Texto del ejercicio:
En 2001, la narradora francesa Delphine de Vigan publicó Días sin hambre (traducción de Javier Albiñana, Anagrama, 2024), una novela cuyo tema central aborda el problema de la anorexia que padece Laure, la protagonista. Se trata de una obra con referencias autobiográficas que logra suscitar la empatía del lector al exponer el drama de una joven enferma, situada en el umbral de la muerte.

La anorexia nerviosa suele definirse como un trastorno alimenticio caracterizado por una preocupación excesiva por el peso corporal, lo que lleva a evitar la ingesta de alimentos hasta llegar al extremo de la inanición. Las pacientes con este padecimiento suelen obsesionarse con los números de la báscula, presentan cuadros de desnutrición severa y adoptan una apariencia cadavérica, símbolo e insulto a una sociedad que privilegia el placer visual de los cuerpos.

En este contexto, Laure, una joven de 19 años, ingresa a un hospital parisino con tan solo 36 kilos de peso y una estatura de 1.75 metros. Lleva en el estómago una última pulsión o espasmo que le provoca vómitos imaginarios, pues, en realidad, los jugos gástricos devoran los restos de su carne. Es incapaz de mantenerse de pie o sentarse, ya que los filos de sus huesos le rasgan la piel.

Laure asume la apariencia de un faquir hindú debido a una serie de traumas emocionales vinculados con la locura de su madre, quien frecuenta un hospital psiquiátrico y permanece recluida en él durante largos períodos, y con la violencia de su padre, un hombre grosero y alcohólico que se embriaga por las noches e impide que ella y su hermana menor puedan dormir. A este cuadro de horror se suma la obligatoria ingesta de carnes rojas y la presencia avinagrada de la madrastra.

Sin embargo, a pesar de su grave deterioro físico y emocional, Laure parece suspender su “apetito de muerte” y acude al hospital, donde es atendida por el doctor Brunel, un hombre equilibrado que la seduce con el timbre de su voz y la calidez de su trato. Él le salva la vida, y ella le transfiere los deseos de un alma que aún busca aferrarse a un cuerpo famélico.

La experiencia de Laure, alter ego de Delphine de Vigan, es un ejemplo de resiliencia, ya que, a lo largo del texto, se observa el progreso de una criatura indefensa que, poco a poco, adquiere confianza en sí misma, nutre su cuerpo con alimentos terrestres, mediante una máquina conectada a una sonda, y recupera el deseo de vivir gracias al apoyo de sus compañeras de piso y la presencia benéfica del médico, quien le recuerda que en la vida no todo se puede resolver en soledad.

Días sin hambre también es una novela de aprendizaje, ya que Laure enriquece su perspectiva del mundo, fortalece su inteligencia emocional, enfrenta su enfermedad, acepta la ayuda que se le ofrece y refuerza su identidad y arraigo en una sociedad que, si bien no es la mejor, es la única que tenemos.

Desde el punto de vista estructural, la novela está narrada en tercera persona con una historia lineal que, no obstante, recurre a retrospecciones para viajar al pasado a través de los recuerdos de Laure y esclarecer los traumas del presente. Esta obra es más que un documento psicológico, ya que trasciende el testimonio biográfico para convertirse en una experiencia narrativa íntima y envolvente, capaz de revelar la lucha por la vida, mediante la singularización del cuerpo como símbolo de nuestra existencia.

Trabajo requerido:
1. Responde, según el texto sobre Días sin hambre:
(a) ¿Cuántos kilos pesa Laure cuando ingresa al hospital parisino?
(b) ¿Cómo se llama el médico que la atiende?
(c) ¿En qué persona está narrada la novela?
2. Convierte en una lista breve el párrafo del texto sobre Días sin hambre que empieza con «Laure asume la apariencia», sin perder sus datos principales.

Datos disponibles:
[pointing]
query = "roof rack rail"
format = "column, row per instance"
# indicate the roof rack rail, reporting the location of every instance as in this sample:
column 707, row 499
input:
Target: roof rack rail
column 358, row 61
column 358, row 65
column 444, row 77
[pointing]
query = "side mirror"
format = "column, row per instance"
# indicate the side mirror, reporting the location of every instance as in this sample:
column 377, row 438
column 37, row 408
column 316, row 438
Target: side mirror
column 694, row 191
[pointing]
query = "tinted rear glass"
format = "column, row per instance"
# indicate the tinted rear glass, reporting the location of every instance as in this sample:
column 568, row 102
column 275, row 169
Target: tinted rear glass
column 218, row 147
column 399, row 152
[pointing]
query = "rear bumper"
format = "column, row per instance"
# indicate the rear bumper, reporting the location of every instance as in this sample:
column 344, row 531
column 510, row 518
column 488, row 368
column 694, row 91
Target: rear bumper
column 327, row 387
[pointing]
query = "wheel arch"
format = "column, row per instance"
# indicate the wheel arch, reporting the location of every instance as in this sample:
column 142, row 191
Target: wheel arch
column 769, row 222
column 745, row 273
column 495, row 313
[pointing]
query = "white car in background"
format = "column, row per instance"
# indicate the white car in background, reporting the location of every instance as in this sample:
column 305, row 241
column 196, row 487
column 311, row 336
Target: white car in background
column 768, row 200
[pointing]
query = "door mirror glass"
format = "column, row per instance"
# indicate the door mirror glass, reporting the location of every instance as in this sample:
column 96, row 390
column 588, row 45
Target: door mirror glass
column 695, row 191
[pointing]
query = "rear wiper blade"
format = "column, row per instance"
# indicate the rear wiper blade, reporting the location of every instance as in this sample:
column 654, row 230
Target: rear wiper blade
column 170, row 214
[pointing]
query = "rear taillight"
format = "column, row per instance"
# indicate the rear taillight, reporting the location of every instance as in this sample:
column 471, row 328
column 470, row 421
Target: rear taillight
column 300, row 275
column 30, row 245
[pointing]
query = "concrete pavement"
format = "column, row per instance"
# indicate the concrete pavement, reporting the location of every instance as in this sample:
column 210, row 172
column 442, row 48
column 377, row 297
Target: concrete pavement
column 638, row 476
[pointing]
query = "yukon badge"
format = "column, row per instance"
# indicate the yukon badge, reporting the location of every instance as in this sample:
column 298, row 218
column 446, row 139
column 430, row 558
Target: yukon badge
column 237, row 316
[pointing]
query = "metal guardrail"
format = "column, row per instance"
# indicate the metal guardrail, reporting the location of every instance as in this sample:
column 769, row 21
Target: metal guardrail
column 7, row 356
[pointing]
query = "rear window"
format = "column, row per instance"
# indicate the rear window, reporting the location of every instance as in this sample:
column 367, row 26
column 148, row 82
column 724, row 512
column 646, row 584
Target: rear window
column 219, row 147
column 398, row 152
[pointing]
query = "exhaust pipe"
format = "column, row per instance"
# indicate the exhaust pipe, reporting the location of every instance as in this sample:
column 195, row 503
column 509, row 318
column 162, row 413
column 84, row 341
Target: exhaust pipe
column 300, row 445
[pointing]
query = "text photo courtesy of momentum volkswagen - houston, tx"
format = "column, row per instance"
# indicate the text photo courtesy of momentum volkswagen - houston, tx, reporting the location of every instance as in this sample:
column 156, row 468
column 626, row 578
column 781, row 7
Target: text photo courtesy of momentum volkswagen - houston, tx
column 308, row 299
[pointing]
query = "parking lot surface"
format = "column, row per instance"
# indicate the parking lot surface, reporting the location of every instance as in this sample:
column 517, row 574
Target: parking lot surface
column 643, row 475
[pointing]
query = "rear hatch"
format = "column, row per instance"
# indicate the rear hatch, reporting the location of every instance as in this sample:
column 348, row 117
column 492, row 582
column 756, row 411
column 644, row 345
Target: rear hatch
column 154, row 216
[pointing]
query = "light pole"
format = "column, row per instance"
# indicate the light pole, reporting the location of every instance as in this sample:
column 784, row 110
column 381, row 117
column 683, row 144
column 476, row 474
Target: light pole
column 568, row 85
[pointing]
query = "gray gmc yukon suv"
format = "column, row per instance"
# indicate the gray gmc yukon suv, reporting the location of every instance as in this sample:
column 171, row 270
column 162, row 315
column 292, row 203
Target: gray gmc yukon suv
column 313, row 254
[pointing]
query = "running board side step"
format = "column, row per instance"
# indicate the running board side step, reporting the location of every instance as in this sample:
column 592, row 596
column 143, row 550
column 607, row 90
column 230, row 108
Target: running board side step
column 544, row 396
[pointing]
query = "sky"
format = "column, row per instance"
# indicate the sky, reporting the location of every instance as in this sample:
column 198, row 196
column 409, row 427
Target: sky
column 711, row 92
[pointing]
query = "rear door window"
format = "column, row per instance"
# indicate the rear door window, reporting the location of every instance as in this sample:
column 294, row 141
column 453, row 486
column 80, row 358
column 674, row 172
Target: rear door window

Respuestas numeradas:
1.
(a) 36 kilos.
(b) El doctor Brunel.
(c) En tercera persona.

2.
- Laure toma la apariencia de un faquir hindú por varios traumas emocionales.
- Su madre está loca. Va a menudo a un hospital psiquiátrico y pasa largos períodos encerrada allí.
- Su padre es grosero y alcohólico. Se emborracha de noche y no deja dormir a Laure ni a su hermana menor.
- Además, la obligan a comer carnes rojas y tiene que aguantar la presencia avinagrada de la madrastra.